Requirement 1 — Decide whether each statement agrees with the epilepsy grant text: (a) cortical dysplasia epilepsies usually respond well to drug treatments; (b) the induced pluripotent stem cells are generated from a patient's blood sample; (c) the exact causes of cortical dysplasia are known. For each, answer yes or no and quote the deciding words of the text exactly.
Requirement 2 — Reproduce the part of the epilepsy grant text starting at "Dr Hannah Leeson was" and ending at "about the project.", word for word.

═══ Supplied passage

Disorders

Research Grant - 2021

Research Category: Epilepsy

Dr Hannah Leeson was the recipient of Brain Foundation grant funding in 2021

Epilepsy

Epilepsy
Modelling cortical dysplasia in epilepsy patients
Dr Hannah Leeson
Australian Institute of Bioengineering and Nanotechnology, The University of Queensland
Co-Investigators : A/Prof Lata Vadlamudi

Watch Dr Hannah Leeson accept the research grant award and hear a bit about the project.

The problem:
Over one million people in Australia will develop epilepsy during their lifetime. One of the most common causes of epilepsy is cortical dysplasia, where the outer layers of the brain are malformed during development. Cortical dysplasia epilepsies are often resistant to drug treatments and are hugely detrimental to the quality of life in both adults and infants. We do not know what the exact causes of cortical dysplasia are, nor do we know when or why normal cortical development is altered. Worse still, neurologists do not know how to best treat cortical dysplasias as the mechanisms that result in resistance to anti-seizure drugs remain an enigma.

The solution:
An accurate and clinically relevant model for cortical dysplasias is desperately needed. Stem cells generated from a patient’s blood sample (called induced pluripotent stem cells) can provide the answer. These stem cells can be used to make 3D cortical brain organoids, or ‘mini-brains’. These ‘mini-brains’ contain the same genetic make-up as the patient they are derived from and their use as drug screening platforms promises to revolutionise the frontiers of personalised medicine.

══════
═══ Data to examine

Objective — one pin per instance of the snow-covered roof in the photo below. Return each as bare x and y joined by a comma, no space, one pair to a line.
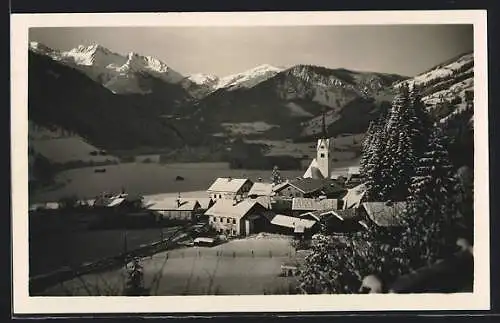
342,215
227,184
353,170
230,208
280,186
310,204
261,189
385,214
203,239
115,201
292,222
309,171
264,201
172,204
353,197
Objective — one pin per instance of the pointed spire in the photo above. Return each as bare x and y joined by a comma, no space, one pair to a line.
324,132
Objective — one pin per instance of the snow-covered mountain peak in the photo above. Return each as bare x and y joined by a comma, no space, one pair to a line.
203,79
249,78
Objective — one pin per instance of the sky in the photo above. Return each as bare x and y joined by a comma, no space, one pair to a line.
405,49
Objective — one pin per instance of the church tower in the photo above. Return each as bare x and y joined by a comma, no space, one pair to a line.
324,152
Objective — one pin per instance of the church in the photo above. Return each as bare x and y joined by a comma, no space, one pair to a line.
321,166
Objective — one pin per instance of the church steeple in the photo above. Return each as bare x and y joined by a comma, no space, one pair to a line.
324,133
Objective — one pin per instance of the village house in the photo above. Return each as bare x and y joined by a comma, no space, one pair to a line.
353,176
354,197
303,205
235,218
384,214
176,209
336,221
309,188
260,189
229,188
288,225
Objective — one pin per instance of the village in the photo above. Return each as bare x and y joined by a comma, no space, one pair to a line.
322,200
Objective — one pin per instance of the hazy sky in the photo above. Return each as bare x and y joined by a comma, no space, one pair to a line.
406,50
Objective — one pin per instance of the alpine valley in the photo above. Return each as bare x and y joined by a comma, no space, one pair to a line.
127,102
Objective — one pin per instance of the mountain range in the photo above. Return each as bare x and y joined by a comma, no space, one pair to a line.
126,101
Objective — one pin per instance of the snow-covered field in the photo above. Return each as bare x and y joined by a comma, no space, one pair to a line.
248,128
227,269
63,150
146,179
297,111
346,145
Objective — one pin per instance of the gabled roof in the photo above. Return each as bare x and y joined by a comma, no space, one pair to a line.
227,184
385,214
171,204
115,201
280,186
264,201
454,274
310,204
292,222
261,189
229,208
204,201
342,215
353,170
311,185
353,197
308,173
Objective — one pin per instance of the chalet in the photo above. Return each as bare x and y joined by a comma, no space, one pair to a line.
384,214
309,187
336,220
260,189
176,209
303,205
291,225
242,218
229,188
354,197
353,176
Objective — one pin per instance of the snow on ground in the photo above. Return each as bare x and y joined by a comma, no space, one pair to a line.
248,128
297,111
248,78
146,179
314,125
457,89
63,150
230,268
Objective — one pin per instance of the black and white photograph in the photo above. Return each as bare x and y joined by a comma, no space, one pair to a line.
327,157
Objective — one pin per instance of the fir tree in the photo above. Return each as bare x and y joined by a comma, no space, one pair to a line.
338,264
431,212
398,156
135,279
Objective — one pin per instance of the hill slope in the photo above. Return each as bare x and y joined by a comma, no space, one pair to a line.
289,103
62,96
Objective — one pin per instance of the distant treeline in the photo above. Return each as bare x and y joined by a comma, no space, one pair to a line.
266,162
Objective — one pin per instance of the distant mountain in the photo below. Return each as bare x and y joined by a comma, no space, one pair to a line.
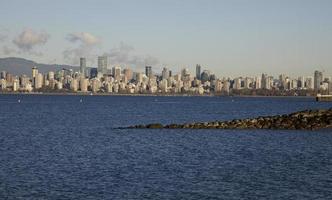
19,66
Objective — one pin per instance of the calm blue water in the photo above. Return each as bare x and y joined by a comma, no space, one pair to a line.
54,147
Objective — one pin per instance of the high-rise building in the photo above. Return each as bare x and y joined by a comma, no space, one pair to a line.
198,72
148,71
83,66
38,81
34,72
205,76
102,65
93,73
165,73
128,73
3,75
318,79
117,73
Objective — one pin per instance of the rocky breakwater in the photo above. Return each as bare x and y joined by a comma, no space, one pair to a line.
302,120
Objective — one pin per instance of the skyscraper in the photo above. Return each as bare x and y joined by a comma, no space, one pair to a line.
165,73
102,65
198,72
34,76
148,71
318,78
83,66
128,73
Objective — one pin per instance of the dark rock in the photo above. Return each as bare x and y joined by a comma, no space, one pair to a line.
154,126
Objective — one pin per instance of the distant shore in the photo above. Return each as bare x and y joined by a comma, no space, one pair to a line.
127,94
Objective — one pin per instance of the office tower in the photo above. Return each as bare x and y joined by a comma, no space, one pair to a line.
128,73
198,72
301,82
117,73
38,81
93,73
309,83
74,85
318,78
83,84
34,75
102,65
34,72
266,81
148,71
165,73
237,83
3,75
3,84
50,75
139,78
83,66
16,85
205,76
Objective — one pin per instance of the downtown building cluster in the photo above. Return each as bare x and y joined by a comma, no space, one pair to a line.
126,81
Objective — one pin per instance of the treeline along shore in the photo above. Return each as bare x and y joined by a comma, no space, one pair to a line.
302,120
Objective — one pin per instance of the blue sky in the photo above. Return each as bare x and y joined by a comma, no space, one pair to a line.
231,38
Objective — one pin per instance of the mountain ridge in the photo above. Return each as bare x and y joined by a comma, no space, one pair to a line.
19,66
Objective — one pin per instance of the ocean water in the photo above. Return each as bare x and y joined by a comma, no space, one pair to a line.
56,147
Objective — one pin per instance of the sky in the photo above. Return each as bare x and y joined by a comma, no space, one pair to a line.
227,37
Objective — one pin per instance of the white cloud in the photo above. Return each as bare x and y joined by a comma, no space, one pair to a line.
28,39
83,37
125,54
87,44
7,50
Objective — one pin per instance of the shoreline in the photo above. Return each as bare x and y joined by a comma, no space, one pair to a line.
149,95
300,120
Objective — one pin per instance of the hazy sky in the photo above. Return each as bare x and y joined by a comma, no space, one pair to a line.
231,38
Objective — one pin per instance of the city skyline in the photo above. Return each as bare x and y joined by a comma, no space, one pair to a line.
118,80
231,38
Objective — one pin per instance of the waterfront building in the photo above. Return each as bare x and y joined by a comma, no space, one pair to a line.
3,75
301,82
237,83
309,83
198,72
258,82
83,84
50,75
102,65
128,73
3,84
148,71
139,78
165,73
93,73
59,85
318,79
205,76
95,85
117,73
74,85
83,66
39,81
34,72
16,85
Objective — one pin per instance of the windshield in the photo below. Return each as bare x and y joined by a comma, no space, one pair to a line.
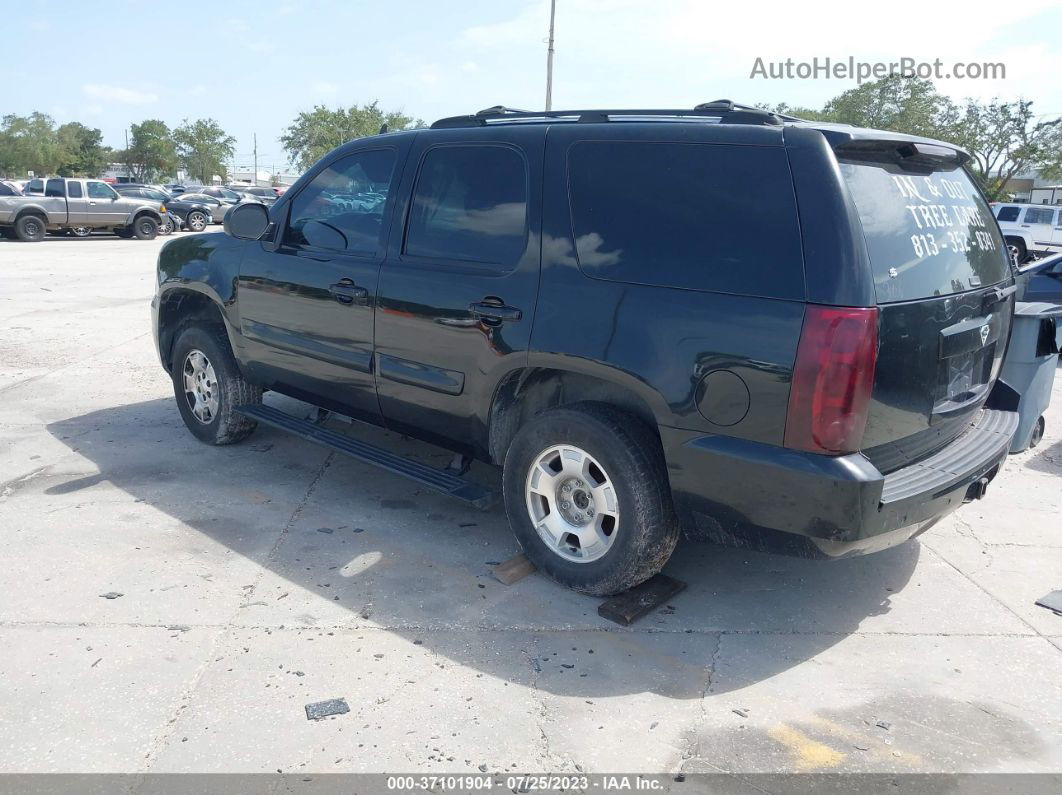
928,234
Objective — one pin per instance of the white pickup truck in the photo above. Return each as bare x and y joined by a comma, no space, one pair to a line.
68,204
1030,229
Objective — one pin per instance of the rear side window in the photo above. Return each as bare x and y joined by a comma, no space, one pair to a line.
470,205
1038,215
101,190
348,197
927,234
695,215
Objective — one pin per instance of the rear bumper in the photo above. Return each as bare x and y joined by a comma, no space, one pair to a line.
835,506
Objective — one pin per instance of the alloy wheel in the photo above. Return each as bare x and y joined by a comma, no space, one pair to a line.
201,386
572,503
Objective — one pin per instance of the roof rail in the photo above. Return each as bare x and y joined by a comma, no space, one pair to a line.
722,110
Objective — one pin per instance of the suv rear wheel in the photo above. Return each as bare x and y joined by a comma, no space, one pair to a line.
146,227
588,498
31,228
208,386
197,221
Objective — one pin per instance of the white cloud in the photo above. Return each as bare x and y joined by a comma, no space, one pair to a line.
118,93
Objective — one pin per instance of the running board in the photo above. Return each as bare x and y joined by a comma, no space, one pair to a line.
437,479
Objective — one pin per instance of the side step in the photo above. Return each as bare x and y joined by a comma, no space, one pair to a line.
426,476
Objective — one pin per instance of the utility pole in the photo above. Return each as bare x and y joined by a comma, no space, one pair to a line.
549,57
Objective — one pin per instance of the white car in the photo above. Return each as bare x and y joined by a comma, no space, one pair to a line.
1030,229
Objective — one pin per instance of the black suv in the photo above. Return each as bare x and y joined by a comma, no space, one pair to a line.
780,332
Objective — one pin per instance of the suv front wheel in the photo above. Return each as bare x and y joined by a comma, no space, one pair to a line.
587,496
208,386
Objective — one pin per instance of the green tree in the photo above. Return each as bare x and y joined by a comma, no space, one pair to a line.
204,149
29,143
152,151
317,132
904,104
83,150
1006,140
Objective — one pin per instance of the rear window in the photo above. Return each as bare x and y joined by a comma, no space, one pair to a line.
927,234
695,215
1038,215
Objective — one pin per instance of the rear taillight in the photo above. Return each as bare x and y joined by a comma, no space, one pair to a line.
833,378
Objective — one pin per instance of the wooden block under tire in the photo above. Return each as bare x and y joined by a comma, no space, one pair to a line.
630,606
513,570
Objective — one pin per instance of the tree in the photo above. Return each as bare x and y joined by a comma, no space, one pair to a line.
151,151
1006,140
317,132
29,143
204,148
83,150
904,104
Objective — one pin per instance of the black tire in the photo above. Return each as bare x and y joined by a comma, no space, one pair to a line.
31,228
146,227
225,427
1038,432
195,221
1021,253
630,453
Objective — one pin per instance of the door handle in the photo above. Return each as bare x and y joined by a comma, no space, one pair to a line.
346,292
494,310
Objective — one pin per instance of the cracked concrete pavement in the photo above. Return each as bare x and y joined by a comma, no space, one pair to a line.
259,577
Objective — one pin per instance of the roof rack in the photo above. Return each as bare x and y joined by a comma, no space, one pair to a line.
718,110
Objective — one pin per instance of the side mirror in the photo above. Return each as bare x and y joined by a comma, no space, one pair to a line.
246,221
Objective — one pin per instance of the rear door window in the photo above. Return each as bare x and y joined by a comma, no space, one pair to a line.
349,196
695,215
928,234
1038,215
470,205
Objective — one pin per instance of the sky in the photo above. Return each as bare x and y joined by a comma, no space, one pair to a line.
254,65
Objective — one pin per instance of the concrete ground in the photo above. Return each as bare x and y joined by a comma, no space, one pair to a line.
262,576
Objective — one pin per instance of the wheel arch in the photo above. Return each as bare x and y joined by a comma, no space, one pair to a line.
32,210
178,307
527,392
141,212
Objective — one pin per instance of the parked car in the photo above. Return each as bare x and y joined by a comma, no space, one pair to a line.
266,195
170,222
1030,229
193,215
716,318
216,208
78,204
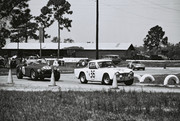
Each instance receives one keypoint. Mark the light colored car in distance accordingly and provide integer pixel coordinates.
(136, 65)
(115, 58)
(104, 71)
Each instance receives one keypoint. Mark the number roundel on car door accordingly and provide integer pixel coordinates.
(92, 74)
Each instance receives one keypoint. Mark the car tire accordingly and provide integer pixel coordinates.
(106, 80)
(82, 78)
(41, 78)
(130, 82)
(19, 73)
(33, 75)
(57, 76)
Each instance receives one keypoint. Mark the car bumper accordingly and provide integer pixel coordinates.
(46, 73)
(124, 77)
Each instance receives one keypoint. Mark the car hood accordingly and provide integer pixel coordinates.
(120, 69)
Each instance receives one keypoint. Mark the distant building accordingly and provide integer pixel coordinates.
(69, 49)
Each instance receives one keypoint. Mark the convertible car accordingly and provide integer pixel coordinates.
(103, 71)
(38, 69)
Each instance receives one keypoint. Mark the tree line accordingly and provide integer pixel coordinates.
(18, 24)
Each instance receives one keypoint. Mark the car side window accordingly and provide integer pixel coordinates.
(92, 65)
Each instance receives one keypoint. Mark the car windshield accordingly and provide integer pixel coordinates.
(40, 61)
(137, 62)
(106, 64)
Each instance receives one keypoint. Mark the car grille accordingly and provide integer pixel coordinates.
(47, 72)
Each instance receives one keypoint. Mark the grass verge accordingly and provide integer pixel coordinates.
(89, 106)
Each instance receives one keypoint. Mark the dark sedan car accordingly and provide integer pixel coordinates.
(38, 69)
(136, 65)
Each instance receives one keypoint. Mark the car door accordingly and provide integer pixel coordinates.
(92, 71)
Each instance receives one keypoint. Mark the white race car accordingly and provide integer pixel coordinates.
(104, 71)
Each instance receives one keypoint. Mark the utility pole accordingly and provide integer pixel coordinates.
(97, 29)
(58, 38)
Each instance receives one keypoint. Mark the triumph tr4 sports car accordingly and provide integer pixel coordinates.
(104, 72)
(38, 69)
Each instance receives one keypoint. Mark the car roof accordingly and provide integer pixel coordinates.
(111, 55)
(100, 60)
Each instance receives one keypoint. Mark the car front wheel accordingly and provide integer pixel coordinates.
(129, 82)
(107, 80)
(83, 78)
(33, 75)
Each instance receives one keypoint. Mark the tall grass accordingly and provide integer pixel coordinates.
(88, 106)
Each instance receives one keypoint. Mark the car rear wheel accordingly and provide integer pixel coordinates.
(83, 78)
(107, 80)
(19, 74)
(129, 82)
(33, 75)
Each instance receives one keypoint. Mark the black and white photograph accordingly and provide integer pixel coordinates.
(89, 60)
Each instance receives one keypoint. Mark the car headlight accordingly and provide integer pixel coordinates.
(46, 68)
(117, 73)
(39, 70)
(131, 74)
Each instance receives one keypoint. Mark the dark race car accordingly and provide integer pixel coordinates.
(38, 69)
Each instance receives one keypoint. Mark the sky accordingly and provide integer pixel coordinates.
(120, 21)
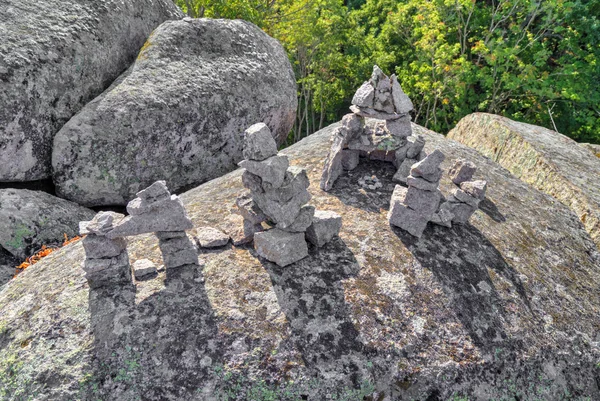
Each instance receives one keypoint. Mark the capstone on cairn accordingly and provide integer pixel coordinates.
(278, 196)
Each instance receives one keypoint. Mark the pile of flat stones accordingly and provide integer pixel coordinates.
(155, 210)
(362, 133)
(278, 197)
(422, 202)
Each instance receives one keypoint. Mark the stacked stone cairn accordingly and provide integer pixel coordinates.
(278, 197)
(155, 210)
(413, 207)
(464, 199)
(363, 133)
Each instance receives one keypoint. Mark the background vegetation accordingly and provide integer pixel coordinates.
(536, 61)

══════

Your response 1 —
(a) No: "Cortical dysplasia epilepsies are often resistant to drug treatments"
(b) Yes: "Stem cells generated from a patient’s blood sample (called induced pluripotent stem cells)"
(c) No: "We do not know what the exact causes of cortical dysplasia are"

Your response 2 —
Dr Hannah Leeson was the recipient of Brain Foundation grant funding in 2021

Epilepsy

Epilepsy
Modelling cortical dysplasia in epilepsy patients
Dr Hannah Leeson
Australian Institute of Bioengineering and Nanotechnology, The University of Queensland
Co-Investigators : A/Prof Lata Vadlamudi

Watch Dr Hannah Leeson accept the research grant award and hear a bit about the project.